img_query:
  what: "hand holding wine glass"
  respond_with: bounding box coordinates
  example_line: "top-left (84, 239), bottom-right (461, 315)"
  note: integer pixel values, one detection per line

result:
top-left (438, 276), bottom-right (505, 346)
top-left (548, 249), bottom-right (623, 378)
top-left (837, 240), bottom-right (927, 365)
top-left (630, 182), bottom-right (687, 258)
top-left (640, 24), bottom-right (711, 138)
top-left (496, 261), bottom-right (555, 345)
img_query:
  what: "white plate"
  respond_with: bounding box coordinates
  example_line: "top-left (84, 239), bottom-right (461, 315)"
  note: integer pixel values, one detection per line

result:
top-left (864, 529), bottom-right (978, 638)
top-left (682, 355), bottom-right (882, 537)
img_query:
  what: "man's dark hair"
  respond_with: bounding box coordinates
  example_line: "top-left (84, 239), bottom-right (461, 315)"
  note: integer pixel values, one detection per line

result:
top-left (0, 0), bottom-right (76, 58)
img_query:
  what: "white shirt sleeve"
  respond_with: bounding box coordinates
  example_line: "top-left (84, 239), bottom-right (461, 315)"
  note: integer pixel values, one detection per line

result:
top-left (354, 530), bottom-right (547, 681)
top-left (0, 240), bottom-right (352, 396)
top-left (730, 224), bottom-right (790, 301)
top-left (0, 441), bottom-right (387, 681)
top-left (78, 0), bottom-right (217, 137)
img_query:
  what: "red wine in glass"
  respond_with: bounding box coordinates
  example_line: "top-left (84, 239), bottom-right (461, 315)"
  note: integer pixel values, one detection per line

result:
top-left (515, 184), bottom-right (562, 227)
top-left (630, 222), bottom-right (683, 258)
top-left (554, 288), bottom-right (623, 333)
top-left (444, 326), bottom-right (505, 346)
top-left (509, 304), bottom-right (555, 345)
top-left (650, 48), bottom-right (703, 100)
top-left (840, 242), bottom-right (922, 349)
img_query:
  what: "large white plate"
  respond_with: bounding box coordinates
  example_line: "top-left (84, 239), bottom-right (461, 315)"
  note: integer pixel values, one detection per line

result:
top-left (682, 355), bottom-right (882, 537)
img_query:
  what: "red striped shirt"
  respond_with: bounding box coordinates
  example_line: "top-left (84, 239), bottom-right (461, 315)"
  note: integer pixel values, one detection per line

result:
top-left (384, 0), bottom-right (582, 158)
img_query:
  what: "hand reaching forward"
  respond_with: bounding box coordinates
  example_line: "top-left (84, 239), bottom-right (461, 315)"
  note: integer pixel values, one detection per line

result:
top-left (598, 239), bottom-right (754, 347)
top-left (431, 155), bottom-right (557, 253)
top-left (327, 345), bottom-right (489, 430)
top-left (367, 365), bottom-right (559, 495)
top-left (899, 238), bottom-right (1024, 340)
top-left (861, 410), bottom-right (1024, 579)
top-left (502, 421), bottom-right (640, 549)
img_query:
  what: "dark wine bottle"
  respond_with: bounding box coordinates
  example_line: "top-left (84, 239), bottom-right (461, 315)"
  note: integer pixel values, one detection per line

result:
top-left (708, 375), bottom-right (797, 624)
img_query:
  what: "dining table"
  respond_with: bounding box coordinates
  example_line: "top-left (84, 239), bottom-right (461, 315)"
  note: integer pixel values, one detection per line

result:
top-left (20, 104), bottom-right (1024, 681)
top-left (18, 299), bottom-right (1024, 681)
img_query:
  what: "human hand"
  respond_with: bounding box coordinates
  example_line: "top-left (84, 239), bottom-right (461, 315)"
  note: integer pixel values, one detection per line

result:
---------------
__Exercise goal__:
Copy every one of the rows above word for word.

__The output__:
img_query:
  what: "hand holding wine glass"
  respond_with: bounding box coordinates
  example_line: "top-left (84, 239), bottom-right (461, 315)"
  note: integer pixel values, one detection per line

result:
top-left (438, 276), bottom-right (505, 346)
top-left (548, 249), bottom-right (623, 378)
top-left (837, 240), bottom-right (927, 365)
top-left (630, 182), bottom-right (687, 258)
top-left (640, 24), bottom-right (711, 138)
top-left (496, 261), bottom-right (555, 345)
img_query:
  what: "white plate"
  respond_with: bounding box coordinates
  example_line: "top-left (84, 239), bottom-right (461, 315)"
  note: integer pixel values, one detection per line

result:
top-left (864, 529), bottom-right (978, 638)
top-left (682, 355), bottom-right (882, 537)
img_query:
  what: "man's dark hair"
  respond_with: bounding box coordinates
  example_line: "top-left (84, 239), bottom-right (461, 315)"
  note: integer pixel values, one detection per line

result:
top-left (0, 0), bottom-right (76, 58)
img_query:
  what: "white shirt sleeve"
  respond_with: bounding box coordinates
  example_line: "top-left (84, 239), bottom-right (461, 315)"
  note: integer pixel values, one detection per line

result:
top-left (354, 530), bottom-right (547, 681)
top-left (0, 240), bottom-right (352, 396)
top-left (730, 224), bottom-right (790, 301)
top-left (0, 441), bottom-right (387, 681)
top-left (78, 0), bottom-right (217, 137)
img_query:
  what: "red wine in glass"
  respond_with: bounding box coordinates
  example_line: "top-left (84, 239), bottom-right (461, 315)"
  note: integer pixel values, one detection per line

result:
top-left (515, 184), bottom-right (562, 227)
top-left (630, 222), bottom-right (683, 258)
top-left (554, 288), bottom-right (623, 333)
top-left (444, 326), bottom-right (505, 346)
top-left (509, 304), bottom-right (555, 345)
top-left (650, 48), bottom-right (703, 100)
top-left (840, 242), bottom-right (922, 349)
img_query:
  what: "large white plate"
  respond_with: bounding box coordinates
  example_line: "top-left (84, 239), bottom-right (461, 315)"
  note: integer pixel values, one detection per line

result:
top-left (682, 355), bottom-right (882, 537)
img_query:
  what: "red striped shirt"
  respond_with: bounding box coordinates
  example_line: "top-left (84, 239), bottom-right (461, 315)"
  note: integer pixel values, one detection per line

result:
top-left (384, 0), bottom-right (582, 158)
img_query:
  what: "hand reaching forward"
  respond_with: bounding box coordinates
  example_line: "top-left (84, 239), bottom-right (461, 315)"
  note: integer pixel values, one detection per line

result:
top-left (598, 239), bottom-right (754, 347)
top-left (431, 155), bottom-right (557, 253)
top-left (327, 345), bottom-right (489, 430)
top-left (367, 365), bottom-right (559, 495)
top-left (899, 238), bottom-right (1024, 340)
top-left (861, 410), bottom-right (1024, 579)
top-left (502, 421), bottom-right (640, 549)
img_query:
  what: "dark wine bottle"
  respond_with: bounding box coordinates
  example_line: "top-left (84, 239), bottom-right (461, 315)"
  note: integer pixel values, one detection per line

result:
top-left (708, 375), bottom-right (797, 624)
img_query:
  what: "dining table"
  respond_with: bounding box coordinates
  example_line: "top-left (84, 239), bottom-right (461, 315)"
  note: integer pixel values, one detection per line

result:
top-left (20, 104), bottom-right (1024, 681)
top-left (18, 299), bottom-right (1024, 681)
img_query:
  what: "human hand"
  respond_with: bounding box coordinates
  example_line: "top-left (84, 239), bottom-right (461, 315)"
  note: integer pixel values, one detection per line

result:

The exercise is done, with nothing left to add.